Set down exactly the lines of the listing below that begin at the one containing "rough mask: <svg" and end at the last line, both included.

---- Records for processing

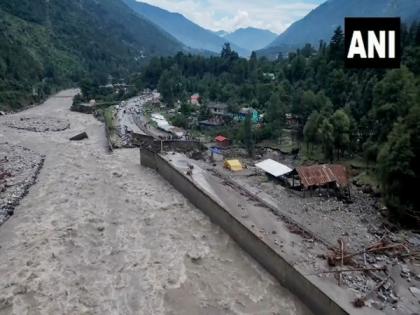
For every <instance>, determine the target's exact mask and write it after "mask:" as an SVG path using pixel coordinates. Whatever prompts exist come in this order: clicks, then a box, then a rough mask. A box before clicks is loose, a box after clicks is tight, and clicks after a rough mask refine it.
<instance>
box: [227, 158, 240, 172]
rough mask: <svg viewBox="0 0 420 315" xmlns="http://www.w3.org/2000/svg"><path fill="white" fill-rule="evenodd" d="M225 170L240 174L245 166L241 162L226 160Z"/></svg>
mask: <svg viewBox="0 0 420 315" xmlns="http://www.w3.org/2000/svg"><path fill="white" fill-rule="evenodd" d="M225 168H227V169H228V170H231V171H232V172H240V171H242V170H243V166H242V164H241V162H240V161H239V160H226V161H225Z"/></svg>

--------

◆ Task solution
rough mask: <svg viewBox="0 0 420 315" xmlns="http://www.w3.org/2000/svg"><path fill="white" fill-rule="evenodd" d="M225 170L240 174L245 166L241 162L226 160Z"/></svg>
mask: <svg viewBox="0 0 420 315" xmlns="http://www.w3.org/2000/svg"><path fill="white" fill-rule="evenodd" d="M225 168H227V169H228V170H231V171H232V172H240V171H242V170H243V166H242V164H241V162H240V161H239V160H226V161H225Z"/></svg>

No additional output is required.